### What the task asks:
Give back only the lines in the records below from the one with "Prompted segmentation: for" to the one with "positive clicks: (144, 340)", both inclusive, word for word.

### Provided records:
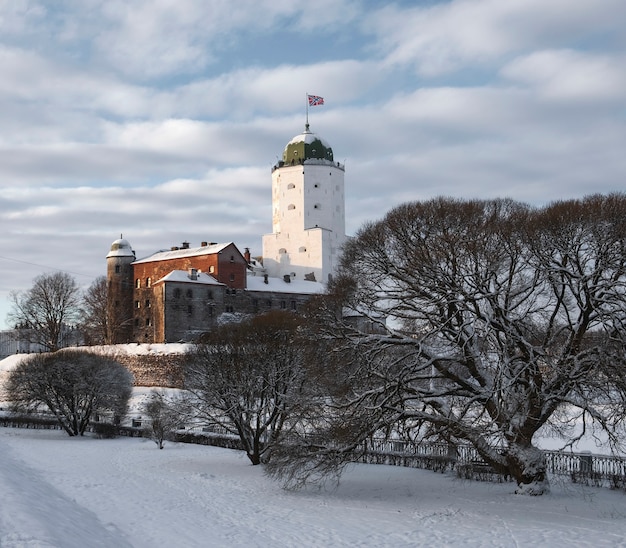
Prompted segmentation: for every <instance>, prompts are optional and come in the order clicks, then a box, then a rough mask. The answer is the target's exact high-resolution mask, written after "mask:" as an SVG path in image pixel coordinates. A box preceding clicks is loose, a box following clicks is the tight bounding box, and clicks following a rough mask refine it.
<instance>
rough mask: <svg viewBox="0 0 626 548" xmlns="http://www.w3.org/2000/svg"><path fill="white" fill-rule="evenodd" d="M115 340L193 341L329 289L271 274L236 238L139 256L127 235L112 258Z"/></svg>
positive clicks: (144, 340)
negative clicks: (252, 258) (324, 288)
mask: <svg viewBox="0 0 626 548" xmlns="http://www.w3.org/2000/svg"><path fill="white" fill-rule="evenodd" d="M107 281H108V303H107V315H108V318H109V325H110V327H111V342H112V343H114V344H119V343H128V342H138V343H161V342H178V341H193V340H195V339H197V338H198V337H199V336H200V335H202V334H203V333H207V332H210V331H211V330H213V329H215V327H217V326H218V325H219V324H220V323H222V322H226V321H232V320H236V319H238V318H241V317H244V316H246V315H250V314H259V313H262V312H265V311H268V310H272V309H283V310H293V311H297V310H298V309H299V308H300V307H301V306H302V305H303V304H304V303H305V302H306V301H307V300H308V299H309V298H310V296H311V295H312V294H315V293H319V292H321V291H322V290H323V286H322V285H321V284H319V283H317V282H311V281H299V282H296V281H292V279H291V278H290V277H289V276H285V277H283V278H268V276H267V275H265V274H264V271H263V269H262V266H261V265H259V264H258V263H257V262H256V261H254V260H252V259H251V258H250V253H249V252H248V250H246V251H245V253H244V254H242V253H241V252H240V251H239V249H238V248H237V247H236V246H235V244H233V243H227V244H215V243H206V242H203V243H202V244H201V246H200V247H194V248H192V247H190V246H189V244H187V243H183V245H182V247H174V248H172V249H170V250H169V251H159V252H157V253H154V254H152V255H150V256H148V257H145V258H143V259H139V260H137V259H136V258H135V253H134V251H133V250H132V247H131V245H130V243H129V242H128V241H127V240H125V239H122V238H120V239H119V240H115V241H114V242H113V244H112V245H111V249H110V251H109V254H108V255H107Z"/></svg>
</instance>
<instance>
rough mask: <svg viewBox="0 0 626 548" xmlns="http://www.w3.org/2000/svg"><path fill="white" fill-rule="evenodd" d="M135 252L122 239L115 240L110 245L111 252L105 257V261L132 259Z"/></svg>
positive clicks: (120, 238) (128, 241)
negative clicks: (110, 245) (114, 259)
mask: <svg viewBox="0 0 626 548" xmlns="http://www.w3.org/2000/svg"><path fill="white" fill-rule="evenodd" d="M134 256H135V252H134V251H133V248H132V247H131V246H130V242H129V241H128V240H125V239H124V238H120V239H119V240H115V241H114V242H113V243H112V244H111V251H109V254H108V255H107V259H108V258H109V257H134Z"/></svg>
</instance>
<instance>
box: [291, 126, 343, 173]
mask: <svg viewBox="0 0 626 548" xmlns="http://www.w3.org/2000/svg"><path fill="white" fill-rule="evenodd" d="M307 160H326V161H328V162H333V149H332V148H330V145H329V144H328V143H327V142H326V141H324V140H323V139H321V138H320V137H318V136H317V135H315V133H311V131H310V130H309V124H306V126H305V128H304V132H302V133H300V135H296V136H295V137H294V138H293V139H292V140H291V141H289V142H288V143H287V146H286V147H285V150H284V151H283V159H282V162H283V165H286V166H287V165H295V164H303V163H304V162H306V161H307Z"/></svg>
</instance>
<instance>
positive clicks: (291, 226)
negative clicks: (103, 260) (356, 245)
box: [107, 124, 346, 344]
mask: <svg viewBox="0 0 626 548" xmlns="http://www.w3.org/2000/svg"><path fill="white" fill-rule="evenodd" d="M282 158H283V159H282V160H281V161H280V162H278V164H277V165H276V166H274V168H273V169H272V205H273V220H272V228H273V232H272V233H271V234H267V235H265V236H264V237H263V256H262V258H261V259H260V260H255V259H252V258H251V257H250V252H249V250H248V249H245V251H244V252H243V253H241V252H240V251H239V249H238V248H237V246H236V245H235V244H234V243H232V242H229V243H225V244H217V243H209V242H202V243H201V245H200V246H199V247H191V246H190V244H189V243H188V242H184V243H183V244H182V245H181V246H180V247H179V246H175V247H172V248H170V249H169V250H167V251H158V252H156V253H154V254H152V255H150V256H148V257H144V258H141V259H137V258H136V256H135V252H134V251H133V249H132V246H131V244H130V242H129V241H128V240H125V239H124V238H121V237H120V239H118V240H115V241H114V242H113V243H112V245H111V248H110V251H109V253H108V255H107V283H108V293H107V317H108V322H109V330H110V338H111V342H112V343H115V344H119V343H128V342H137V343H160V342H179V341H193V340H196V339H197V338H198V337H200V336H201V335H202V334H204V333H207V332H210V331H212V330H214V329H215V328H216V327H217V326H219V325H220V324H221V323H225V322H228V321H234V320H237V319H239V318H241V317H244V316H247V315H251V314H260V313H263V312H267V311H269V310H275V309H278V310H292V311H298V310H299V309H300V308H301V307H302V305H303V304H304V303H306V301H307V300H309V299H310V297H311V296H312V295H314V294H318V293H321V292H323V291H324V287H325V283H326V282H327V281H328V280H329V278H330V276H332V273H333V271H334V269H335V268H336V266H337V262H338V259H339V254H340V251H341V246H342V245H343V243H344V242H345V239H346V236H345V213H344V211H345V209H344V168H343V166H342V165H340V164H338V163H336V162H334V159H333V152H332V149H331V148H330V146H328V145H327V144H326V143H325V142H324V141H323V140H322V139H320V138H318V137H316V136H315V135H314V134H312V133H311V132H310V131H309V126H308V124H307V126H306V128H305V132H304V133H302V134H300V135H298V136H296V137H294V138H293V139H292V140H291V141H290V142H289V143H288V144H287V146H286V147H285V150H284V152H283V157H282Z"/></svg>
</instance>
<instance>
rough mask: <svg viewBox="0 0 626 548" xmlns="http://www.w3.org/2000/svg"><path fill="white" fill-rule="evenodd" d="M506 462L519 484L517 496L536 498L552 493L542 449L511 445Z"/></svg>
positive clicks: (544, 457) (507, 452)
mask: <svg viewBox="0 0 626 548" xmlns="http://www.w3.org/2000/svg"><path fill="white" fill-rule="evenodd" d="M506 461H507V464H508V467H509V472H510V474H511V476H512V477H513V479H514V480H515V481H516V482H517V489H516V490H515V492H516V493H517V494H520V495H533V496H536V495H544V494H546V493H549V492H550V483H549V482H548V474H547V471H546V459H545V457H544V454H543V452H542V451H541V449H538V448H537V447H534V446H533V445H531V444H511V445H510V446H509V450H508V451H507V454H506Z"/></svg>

* * *

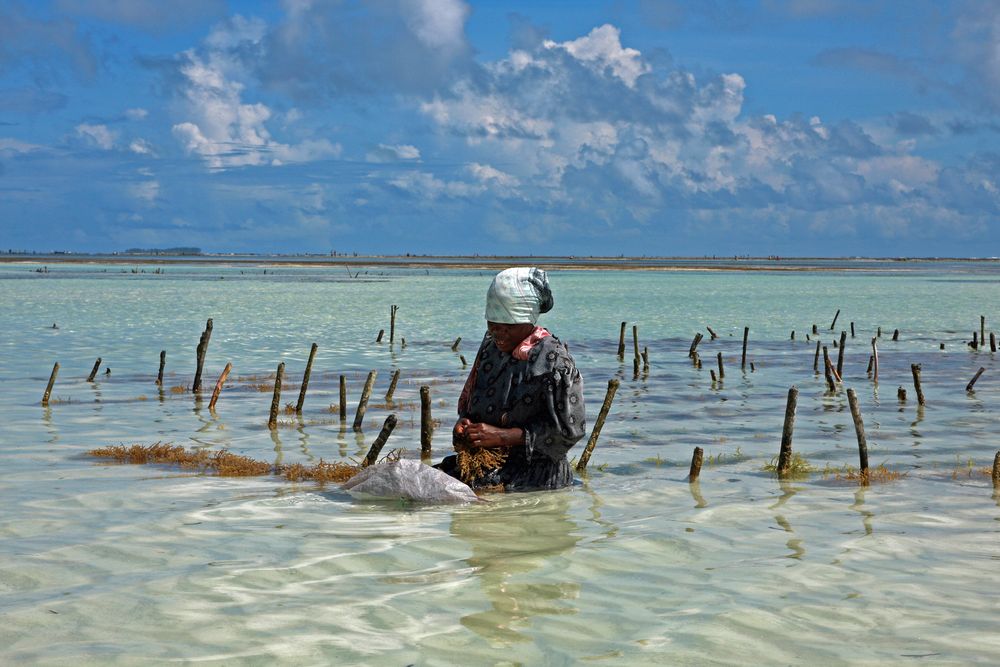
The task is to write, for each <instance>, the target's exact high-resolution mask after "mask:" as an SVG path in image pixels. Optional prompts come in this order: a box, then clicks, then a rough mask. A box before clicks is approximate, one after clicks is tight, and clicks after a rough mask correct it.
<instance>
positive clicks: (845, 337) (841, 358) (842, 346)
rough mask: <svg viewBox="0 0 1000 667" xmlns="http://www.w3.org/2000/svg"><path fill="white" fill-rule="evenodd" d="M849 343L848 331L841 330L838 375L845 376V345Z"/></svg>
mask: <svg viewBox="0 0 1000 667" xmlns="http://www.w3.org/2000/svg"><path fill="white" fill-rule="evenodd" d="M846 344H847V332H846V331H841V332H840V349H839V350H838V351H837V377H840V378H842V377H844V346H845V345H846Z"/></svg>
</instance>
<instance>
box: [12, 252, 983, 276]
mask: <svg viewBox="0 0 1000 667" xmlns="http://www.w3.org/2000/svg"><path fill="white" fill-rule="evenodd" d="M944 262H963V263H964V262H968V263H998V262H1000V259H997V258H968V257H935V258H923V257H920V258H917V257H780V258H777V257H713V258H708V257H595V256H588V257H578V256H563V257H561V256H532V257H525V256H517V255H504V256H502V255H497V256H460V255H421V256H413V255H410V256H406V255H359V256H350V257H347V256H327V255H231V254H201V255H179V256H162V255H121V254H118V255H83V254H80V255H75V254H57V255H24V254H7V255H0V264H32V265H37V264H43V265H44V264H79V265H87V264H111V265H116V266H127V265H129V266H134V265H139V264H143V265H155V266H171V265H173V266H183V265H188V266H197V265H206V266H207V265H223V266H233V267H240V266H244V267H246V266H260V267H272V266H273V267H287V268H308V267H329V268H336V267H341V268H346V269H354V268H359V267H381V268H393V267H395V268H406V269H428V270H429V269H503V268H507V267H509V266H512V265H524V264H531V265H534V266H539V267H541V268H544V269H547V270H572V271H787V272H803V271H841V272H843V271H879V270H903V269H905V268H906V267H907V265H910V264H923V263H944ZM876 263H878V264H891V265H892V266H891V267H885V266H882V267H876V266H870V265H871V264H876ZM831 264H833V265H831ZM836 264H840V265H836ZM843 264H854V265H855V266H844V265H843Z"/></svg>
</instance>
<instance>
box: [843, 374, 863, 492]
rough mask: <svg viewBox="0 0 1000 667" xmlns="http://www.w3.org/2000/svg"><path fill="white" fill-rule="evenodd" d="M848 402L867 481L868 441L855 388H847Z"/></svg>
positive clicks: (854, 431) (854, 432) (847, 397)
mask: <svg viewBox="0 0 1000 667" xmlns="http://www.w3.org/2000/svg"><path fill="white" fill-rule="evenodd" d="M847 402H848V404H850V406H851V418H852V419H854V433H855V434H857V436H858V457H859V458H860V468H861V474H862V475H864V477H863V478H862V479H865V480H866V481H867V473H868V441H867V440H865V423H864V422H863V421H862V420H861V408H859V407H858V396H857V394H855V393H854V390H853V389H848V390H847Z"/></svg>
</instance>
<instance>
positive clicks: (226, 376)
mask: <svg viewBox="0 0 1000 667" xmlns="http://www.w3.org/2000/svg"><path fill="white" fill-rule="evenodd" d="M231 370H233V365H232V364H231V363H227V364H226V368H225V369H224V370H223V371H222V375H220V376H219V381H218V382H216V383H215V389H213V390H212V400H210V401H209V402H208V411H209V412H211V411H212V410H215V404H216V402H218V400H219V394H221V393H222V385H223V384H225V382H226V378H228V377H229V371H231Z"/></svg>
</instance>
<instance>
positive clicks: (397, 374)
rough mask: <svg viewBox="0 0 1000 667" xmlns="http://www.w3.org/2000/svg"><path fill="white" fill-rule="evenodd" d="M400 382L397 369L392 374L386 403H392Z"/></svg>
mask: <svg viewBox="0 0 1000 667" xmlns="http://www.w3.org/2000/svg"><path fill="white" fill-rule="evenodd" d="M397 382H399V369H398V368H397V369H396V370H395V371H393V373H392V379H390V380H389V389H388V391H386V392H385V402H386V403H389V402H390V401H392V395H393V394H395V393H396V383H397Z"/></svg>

### Output of the exercise:
Prompted segmentation: for every <instance>, prompts are optional and come in the order clicks, then a box, then a rough mask. The answer is the target's exact high-resolution mask, written after "mask:" as an SVG path in image pixel coordinates. A box preceding clicks is loose, a box following clicks is the tight bounding box, and clicks following a rough mask refine it.
<instance>
rough mask: <svg viewBox="0 0 626 548" xmlns="http://www.w3.org/2000/svg"><path fill="white" fill-rule="evenodd" d="M115 340L193 341L329 289L271 274L236 238L139 256L127 235L112 258Z"/></svg>
positive clicks: (144, 340)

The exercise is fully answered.